*Problem to solve*. According to the text on email and team communication, what are the three main things you can do with emails?

*Excerpted text*.
────
To optimize your emails with clients, especially when you’re at home and might feel a little frazzled, Sonneberg recommends to get your inbox, not your unread emails, to zero.

There are three main things you can do with emails: reply, archive and defer. The main reason you would defer an email or snooze it is if you have themed days in your schedule.

If you focus on administrative work on Mondays and you receive a non-urgent, admin-related email Tuesday through Sunday, you can snooze it in your inbox to reappear on Monday when you can deal with it.

“This is a really great way to get to inbox zero, and knock un-urgent things out of your line of sight,” Sonnenberg said.

Internal team communication

There are so many robust tools that you can use to improve your team’s internal communication. Slack is one of them.

Another way this benefits your internal team is that it can help you prioritize your communications. If someone on your team needs you first thing in the morning, you can get to Slack zero, before you get to inbox zero.
────
[Extracted records]
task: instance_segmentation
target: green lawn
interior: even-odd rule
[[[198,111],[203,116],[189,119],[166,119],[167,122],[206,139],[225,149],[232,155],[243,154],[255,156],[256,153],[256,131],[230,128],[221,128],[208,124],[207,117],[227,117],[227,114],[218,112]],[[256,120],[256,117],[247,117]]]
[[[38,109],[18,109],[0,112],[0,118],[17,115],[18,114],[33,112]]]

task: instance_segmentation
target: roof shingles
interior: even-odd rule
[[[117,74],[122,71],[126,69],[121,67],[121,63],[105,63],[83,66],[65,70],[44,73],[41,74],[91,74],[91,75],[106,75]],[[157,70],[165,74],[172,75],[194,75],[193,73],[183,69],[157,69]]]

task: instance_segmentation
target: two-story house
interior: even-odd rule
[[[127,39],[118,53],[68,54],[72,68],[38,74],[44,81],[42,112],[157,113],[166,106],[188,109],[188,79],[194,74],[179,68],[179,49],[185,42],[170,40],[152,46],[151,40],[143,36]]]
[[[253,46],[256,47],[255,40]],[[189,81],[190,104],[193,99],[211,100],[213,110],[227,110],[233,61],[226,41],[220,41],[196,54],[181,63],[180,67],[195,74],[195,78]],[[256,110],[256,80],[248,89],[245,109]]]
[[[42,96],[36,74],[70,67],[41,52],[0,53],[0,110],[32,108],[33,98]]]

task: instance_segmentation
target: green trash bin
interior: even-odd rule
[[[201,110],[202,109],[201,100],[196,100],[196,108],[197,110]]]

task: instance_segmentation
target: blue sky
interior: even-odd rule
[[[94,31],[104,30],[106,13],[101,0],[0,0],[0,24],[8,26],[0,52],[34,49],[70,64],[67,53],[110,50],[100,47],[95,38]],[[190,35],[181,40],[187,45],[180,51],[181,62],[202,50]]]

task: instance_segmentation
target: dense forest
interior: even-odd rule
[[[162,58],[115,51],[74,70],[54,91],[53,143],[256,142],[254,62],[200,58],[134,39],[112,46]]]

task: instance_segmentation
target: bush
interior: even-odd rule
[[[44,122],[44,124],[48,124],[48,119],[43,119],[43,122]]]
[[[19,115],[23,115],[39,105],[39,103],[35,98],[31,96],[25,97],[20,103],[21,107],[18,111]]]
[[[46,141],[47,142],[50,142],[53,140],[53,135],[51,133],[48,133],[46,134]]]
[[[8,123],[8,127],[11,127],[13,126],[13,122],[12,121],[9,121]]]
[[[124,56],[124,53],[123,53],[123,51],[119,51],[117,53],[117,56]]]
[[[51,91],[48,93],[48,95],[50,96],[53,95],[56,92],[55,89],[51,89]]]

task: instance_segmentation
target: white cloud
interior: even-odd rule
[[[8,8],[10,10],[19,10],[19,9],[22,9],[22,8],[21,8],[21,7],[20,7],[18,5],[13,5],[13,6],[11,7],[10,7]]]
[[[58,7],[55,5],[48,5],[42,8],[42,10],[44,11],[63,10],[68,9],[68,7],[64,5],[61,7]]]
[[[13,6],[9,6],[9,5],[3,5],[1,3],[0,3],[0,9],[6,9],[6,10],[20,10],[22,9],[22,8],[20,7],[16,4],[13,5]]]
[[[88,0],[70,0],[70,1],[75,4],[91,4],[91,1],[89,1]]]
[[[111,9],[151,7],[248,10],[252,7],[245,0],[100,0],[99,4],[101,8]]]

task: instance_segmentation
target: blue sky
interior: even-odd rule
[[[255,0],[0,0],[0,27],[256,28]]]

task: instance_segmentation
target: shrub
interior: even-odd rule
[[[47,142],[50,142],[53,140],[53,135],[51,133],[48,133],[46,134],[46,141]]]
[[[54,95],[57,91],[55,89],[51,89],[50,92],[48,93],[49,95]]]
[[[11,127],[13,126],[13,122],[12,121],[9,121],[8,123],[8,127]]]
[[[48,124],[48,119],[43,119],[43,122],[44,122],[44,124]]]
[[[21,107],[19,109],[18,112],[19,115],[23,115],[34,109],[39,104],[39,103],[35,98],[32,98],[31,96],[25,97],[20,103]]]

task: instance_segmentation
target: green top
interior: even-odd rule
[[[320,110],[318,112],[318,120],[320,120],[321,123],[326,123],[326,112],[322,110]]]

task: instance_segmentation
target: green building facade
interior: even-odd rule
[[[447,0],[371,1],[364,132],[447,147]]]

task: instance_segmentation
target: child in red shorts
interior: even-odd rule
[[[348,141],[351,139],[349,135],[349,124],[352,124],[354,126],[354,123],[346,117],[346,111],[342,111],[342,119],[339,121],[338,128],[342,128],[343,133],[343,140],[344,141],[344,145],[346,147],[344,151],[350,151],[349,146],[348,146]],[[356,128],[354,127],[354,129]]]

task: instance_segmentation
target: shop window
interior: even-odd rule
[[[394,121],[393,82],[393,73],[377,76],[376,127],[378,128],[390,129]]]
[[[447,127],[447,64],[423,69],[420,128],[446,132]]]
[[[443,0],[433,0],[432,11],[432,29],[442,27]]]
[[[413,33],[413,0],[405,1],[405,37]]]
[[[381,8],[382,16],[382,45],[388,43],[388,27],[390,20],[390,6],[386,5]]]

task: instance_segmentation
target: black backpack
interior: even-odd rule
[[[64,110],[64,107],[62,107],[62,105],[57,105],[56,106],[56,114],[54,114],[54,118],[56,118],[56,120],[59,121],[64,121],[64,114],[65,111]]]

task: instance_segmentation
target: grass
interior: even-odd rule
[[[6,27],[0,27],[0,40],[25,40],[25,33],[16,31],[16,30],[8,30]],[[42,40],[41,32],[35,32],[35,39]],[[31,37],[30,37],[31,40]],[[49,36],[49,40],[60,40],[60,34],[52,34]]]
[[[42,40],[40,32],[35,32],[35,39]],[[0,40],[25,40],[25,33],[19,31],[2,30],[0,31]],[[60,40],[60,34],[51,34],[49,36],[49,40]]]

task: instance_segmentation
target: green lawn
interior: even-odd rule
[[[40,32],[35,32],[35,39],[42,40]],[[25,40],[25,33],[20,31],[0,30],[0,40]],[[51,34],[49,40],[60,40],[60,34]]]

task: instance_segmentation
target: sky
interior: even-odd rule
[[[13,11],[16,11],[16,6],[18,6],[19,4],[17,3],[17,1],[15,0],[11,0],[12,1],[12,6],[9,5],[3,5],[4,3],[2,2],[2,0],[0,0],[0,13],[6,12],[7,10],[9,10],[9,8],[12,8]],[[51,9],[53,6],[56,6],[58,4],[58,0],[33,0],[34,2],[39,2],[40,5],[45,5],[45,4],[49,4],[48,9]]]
────
*Written response*. Reply, archive and defer.